Description of the task: When you reach a picture, skip it, and retype every line below exactly.

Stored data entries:
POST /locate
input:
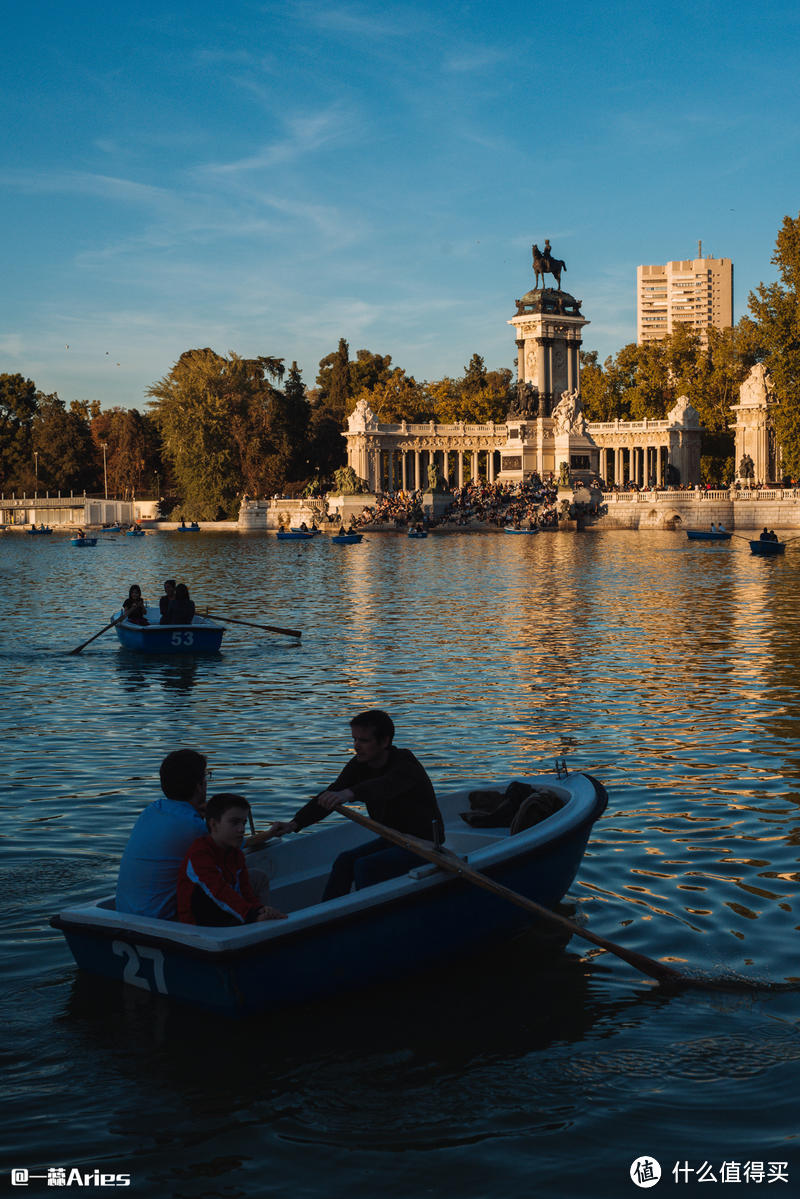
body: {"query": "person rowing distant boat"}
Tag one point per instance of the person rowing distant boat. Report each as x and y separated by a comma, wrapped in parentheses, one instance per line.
(134, 608)
(181, 608)
(397, 793)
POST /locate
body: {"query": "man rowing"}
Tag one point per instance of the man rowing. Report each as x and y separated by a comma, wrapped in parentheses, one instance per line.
(396, 790)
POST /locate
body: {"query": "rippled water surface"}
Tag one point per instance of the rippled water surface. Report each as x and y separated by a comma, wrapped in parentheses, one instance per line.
(665, 668)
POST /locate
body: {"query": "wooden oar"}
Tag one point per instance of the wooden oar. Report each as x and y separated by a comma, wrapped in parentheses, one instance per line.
(270, 628)
(453, 865)
(79, 648)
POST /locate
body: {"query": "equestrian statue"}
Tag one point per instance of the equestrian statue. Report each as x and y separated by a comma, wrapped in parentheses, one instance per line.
(545, 264)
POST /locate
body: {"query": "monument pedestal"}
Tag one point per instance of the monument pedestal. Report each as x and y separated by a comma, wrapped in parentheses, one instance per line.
(435, 504)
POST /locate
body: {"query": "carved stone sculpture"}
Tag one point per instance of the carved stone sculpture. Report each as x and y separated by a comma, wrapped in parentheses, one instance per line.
(567, 414)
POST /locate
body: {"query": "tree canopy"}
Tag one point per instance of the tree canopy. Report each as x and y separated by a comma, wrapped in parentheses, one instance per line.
(771, 335)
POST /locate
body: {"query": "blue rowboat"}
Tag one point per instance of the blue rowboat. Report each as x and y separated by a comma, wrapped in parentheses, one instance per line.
(707, 535)
(384, 932)
(203, 636)
(767, 548)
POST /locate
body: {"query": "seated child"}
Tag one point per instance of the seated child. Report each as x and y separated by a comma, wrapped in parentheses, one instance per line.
(212, 885)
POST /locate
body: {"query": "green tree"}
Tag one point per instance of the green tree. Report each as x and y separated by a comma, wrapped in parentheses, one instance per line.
(217, 421)
(18, 407)
(771, 333)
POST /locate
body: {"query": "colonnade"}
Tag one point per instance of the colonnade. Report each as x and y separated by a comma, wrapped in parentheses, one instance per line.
(408, 469)
(635, 464)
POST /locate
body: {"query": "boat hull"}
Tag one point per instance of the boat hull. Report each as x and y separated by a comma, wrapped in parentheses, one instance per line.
(390, 931)
(203, 636)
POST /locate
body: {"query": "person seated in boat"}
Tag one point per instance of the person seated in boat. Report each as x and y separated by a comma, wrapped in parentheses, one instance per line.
(134, 608)
(181, 609)
(161, 837)
(163, 603)
(396, 790)
(214, 886)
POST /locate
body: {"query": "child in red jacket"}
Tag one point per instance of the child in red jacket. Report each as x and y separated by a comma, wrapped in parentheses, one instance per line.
(212, 885)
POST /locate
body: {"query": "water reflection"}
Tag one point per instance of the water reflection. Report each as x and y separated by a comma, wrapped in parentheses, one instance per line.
(140, 672)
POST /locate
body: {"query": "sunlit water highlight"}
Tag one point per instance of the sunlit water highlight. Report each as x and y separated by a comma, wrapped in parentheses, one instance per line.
(667, 669)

Exercise output:
POST /locate
input:
body: {"query": "person rowing distant boat"}
Tag one point per instance of the person rowing distant boat. Report each as x and y separated by a comma, wrapped in parentheses, one instance per line.
(134, 608)
(181, 608)
(397, 793)
POST /locate
body: {"query": "man rowing"}
Tag one point per instance of the man rowing. Report each as x and y separated by a comma, wrapped in parentheses, one instance per line.
(396, 790)
POST /locate
body: {"query": "rippled water surface"}
Tag one point per instance of the rippled water surface. Report each as x and y separated by a comma, wrapped in parentheses, one instance per line.
(665, 668)
POST /locate
body: {"query": "wooden oar"}
Tag one point per instance of the wooden oar. Report each as x and y separated by a comma, wrapped in parentheses, one instance per line.
(270, 628)
(453, 865)
(79, 648)
POST /locate
body: {"query": "equestrian statue"}
Tag one point per instance of the equestrian statue. Report each as x and y separated by a comma, wrapped in parentheses, one instance per line.
(545, 264)
POST /locate
body: {"query": "monument pedestal"}
Tag one point per instance of the monument pedestal. Report each as x and y separated by a comma, wrapped in parentheses, one instance per line.
(435, 504)
POST /locate
body: {"query": "carved stone sculpture"}
Tag one point per instance of the carved stone sculpture. Report each as x and y separated by a comma, wrapped in parentheses, one instance per line.
(567, 414)
POST /locate
body: {"query": "tree canopy"}
Tag one point per instance of the tree canopy. Report each as x and y separated by a comma, wrapped in parentheses, one instance per line.
(771, 335)
POST /locate
body: {"query": "blue rowboat"}
Tag one point per instance of the blue rowboat. Report each as x and y separated by a comma, wrapped in parentheses, one instance per line.
(707, 535)
(384, 932)
(203, 636)
(767, 548)
POST /locate
body: {"query": "seated child"}
Tag one point per instance of the seated child. Report each as x and y separated by a comma, wrapped in parentheses, one instance per line.
(212, 885)
POST /locate
body: {"query": "green tree"}
Tag one point per instance of the green tree. Report each as x and y separated by a comma, wrapped in parentheses, one instance per line.
(217, 421)
(18, 407)
(771, 333)
POST /locate
body: {"query": "colonnade"}
Tag one point per instance of the colonnade. Report each as x and y separated by a comma, wrapped in parentheses, one instance per line.
(408, 469)
(635, 464)
POST /locate
body: {"query": "boat hull"}
Tag one point per instance of the boat hull. Report each as x and y separated by a comma, wrapped in parentheses, one instance per line.
(390, 931)
(203, 636)
POST /locate
body: {"query": "person seated in boat"}
Tag one point per instance of the person seated in boat. Report each as x and y separated by a comma, wrapped in parentheses, one instance per line.
(134, 608)
(181, 609)
(161, 837)
(163, 603)
(396, 790)
(214, 886)
POST /locate
body: {"query": "child in red jacket"}
Tag one point per instance of the child in red jacket. Report each as x and y separated by a comma, wrapped in parentheses, one instance per line.
(212, 885)
POST /locate
body: {"query": "water reflection"}
Tag one point per instance of the water reflection. Report each as x and y separated by a comma, wrapped in parentheses, one instance per line.
(140, 672)
POST /locate
body: {"query": "sunlit water highlight"}
Tag one point per instance of the sunlit water highlight. Report each as x and y separated by a comma, wrapped in parentheses, one instance per line.
(667, 669)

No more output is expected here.